■ What is being asked
Reproduce the records that follow exactly as they appear.

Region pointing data
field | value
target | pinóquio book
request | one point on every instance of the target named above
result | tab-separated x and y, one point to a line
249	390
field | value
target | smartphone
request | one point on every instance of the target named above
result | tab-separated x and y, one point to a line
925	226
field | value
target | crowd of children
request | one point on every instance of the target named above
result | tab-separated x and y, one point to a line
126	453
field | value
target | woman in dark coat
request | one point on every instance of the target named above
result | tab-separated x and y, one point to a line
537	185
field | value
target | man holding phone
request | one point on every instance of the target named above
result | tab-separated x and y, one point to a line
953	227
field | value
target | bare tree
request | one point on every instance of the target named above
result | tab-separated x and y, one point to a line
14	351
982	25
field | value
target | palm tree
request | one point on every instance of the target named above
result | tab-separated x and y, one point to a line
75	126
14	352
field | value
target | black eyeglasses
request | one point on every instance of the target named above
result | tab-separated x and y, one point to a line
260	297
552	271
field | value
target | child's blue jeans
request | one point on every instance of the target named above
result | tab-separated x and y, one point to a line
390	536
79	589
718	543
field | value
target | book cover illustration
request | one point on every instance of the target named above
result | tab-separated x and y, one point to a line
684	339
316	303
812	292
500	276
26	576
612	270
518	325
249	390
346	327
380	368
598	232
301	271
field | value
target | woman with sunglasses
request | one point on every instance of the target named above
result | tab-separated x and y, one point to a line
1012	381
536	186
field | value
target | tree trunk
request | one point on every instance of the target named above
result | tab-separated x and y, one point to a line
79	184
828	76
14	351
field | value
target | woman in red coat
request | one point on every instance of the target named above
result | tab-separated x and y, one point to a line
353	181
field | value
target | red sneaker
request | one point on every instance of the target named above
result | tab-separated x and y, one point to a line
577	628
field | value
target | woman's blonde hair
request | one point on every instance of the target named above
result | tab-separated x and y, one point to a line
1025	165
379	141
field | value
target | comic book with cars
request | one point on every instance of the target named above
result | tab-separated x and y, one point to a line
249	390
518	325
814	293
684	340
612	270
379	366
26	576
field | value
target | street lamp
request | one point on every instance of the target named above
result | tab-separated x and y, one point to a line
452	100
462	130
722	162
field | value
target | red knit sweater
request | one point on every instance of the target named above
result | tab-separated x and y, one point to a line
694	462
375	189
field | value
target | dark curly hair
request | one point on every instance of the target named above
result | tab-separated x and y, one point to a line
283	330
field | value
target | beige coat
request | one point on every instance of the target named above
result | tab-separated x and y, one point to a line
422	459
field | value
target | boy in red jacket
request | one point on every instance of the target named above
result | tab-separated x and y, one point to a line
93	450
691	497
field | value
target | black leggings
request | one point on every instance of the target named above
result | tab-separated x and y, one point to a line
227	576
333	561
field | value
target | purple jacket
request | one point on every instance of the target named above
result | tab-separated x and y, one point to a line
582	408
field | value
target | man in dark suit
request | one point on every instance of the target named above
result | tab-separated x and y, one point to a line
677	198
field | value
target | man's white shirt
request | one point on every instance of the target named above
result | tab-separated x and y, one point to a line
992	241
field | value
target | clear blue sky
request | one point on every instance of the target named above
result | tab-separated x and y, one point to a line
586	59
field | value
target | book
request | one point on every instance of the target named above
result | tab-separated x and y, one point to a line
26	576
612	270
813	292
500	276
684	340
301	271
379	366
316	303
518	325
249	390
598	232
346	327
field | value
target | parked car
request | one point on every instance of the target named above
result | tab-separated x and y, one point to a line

■ Your solution
field | value
target | pinóquio book
request | one point on every instance of the target named above
result | tab-separated x and y, one point to a line
249	390
field | value
target | smartphone
request | one point on every instance of the target named above
result | tab-separated x and y, one point to a line
925	226
field | value
target | crowd of children
request | one point on every instance of the target named above
result | tab-separated x and y, one point to a line
126	453
field | value
target | woman in dark coat
request | one point on every instance of the target named above
result | tab-separated x and y, one point to a line
537	185
field | value
target | man holding phone
request | one point on every instance of the target named above
result | tab-separated x and y, one point to a line
953	227
field | value
target | bare tree
request | one point on every instance of the target named above
result | tab-separated x and y, one point to a line
14	351
982	25
field | value
target | palm tree
request | one point on every instance of the target named above
result | tab-separated x and y, one point to a line
75	126
14	352
field | value
target | black eyeglasses
request | one point on every instance of the target named above
result | tab-separated x and y, one point to a line
260	297
552	271
field | value
target | child's blue jeans
request | one point on every instance of the target named above
result | tab-separated x and y, one point to a line
390	536
79	589
718	543
field | value
target | book cover illustration
request | one point on every instance of the target named above
result | tab-separated x and y, one point to a line
684	339
316	303
812	292
500	276
26	576
612	270
518	325
249	390
346	327
380	368
598	232
301	271
field | value
target | woman with sunglasses
request | one point on every instance of the target named above
result | tab-separated x and y, one point to a line
1012	381
536	186
field | value
target | tree trunk
request | one point on every instance of the target named above
result | tab-separated x and y, one point to a line
79	184
828	76
14	351
field | value
target | woman in red coat
request | one point on every instance of the target named above
result | tab-separated x and y, one point to a line
353	181
field | value
target | red sneaker
request | one point on every instance of the target named above
result | tab-separated x and y, one point to a line
577	628
field | value
target | woman's blonde hair
request | one point on every instance of the target named above
result | tab-separated x and y, one point to a line
1025	165
379	141
field | value
target | comic book with cars
request | one point on every instance of the target named above
result | tab-separated x and y, one point to a line
249	390
518	325
814	293
684	340
612	270
379	366
26	576
field | value
target | street lamp
request | one point on every instance of the target named above
result | tab-separated x and y, one point to a line
452	100
462	130
722	162
field | value
target | red knit sweater
request | one point on every instance of the target named above
result | tab-separated x and y, one point to a line
694	462
375	189
field | value
target | dark curly hair
request | one point on every instance of the target named above
result | tab-separated x and y, one point to a line
283	330
field | value
target | beige coat
request | one point on every instance of the target named above
result | tab-separated x and y, one point to a line
422	459
field | value
target | boy in red jacket
request | one point on every instance of the target named above
result | tab-separated x and y, one point to a line
93	450
691	497
field | value
target | black leggings
request | one point on every instance of the target named above
result | tab-separated x and y, one point to a line
227	576
333	561
field | value
target | purple jacket
request | one point on every instance of the target named above
result | tab-separated x and y, one point to a line
582	408
field | value
target | man in dark suit
request | one point on every instance of the target named above
result | tab-separated x and y, one point to a line
677	198
field | value
target | man's white shirt
request | one point on every instance of the target named above
result | tab-separated x and y, one point to a line
992	241
field | value
target | clear blue sky
request | one point on every instance of the target named above
result | tab-separated x and y, one point to a line
586	59
field | value
target | book
request | one point on every instance of the target named above
result | tab-separated x and y, one point to a line
26	576
612	270
813	292
500	276
684	340
301	271
379	366
316	303
518	325
249	390
598	232
346	327
field | value
target | parked car
request | one point on every instance of the target named above
result | tab-separated x and y, one point to a line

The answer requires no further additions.